▶ **PROBLEM TO SOLVE**: Return every line of the records below word for word, leaving out the pictures.

▶ **Dataset entries**:
══════
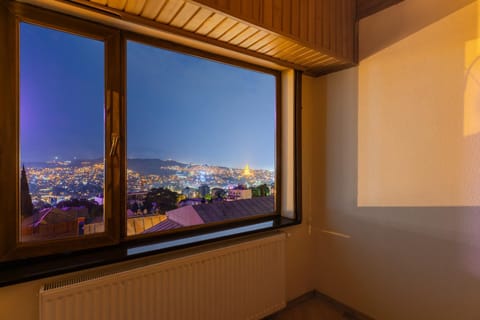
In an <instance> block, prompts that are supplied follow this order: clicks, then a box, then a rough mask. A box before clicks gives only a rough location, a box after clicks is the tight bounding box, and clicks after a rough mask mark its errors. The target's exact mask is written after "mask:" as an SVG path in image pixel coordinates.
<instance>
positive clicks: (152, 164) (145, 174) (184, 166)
mask: <svg viewBox="0 0 480 320" xmlns="http://www.w3.org/2000/svg"><path fill="white" fill-rule="evenodd" d="M172 166H178V167H181V168H186V167H187V166H188V164H185V163H181V162H178V161H174V160H160V159H128V164H127V167H128V169H131V170H133V171H136V172H138V173H140V174H143V175H147V174H155V175H159V176H160V175H169V174H174V173H175V170H170V169H166V167H172Z"/></svg>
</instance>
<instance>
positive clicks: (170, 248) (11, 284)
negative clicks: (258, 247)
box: [0, 217, 300, 287]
══════
▶ **WRITTEN ANSWER**:
In an <instance> block, prompts that are supplied follow this order: clicks, then a box, then a rough mask. A box before clicks gives only a rough location, a box after clicks is the tight bounding box, and clicks after a rough mask mark its errors. The target's exact mask is written after "mask:" as an SVG path in image pixel coordinates.
<instance>
positive clicks: (152, 164) (145, 174) (184, 166)
mask: <svg viewBox="0 0 480 320" xmlns="http://www.w3.org/2000/svg"><path fill="white" fill-rule="evenodd" d="M172 166H178V167H181V168H186V167H187V166H188V164H185V163H181V162H178V161H174V160H160V159H128V164H127V167H128V169H131V170H133V171H136V172H138V173H140V174H143V175H147V174H155V175H159V176H160V175H169V174H174V173H175V170H170V169H166V167H172Z"/></svg>
</instance>
<instance>
positive clicks: (170, 248) (11, 284)
negative clicks: (258, 247)
box: [0, 217, 300, 287]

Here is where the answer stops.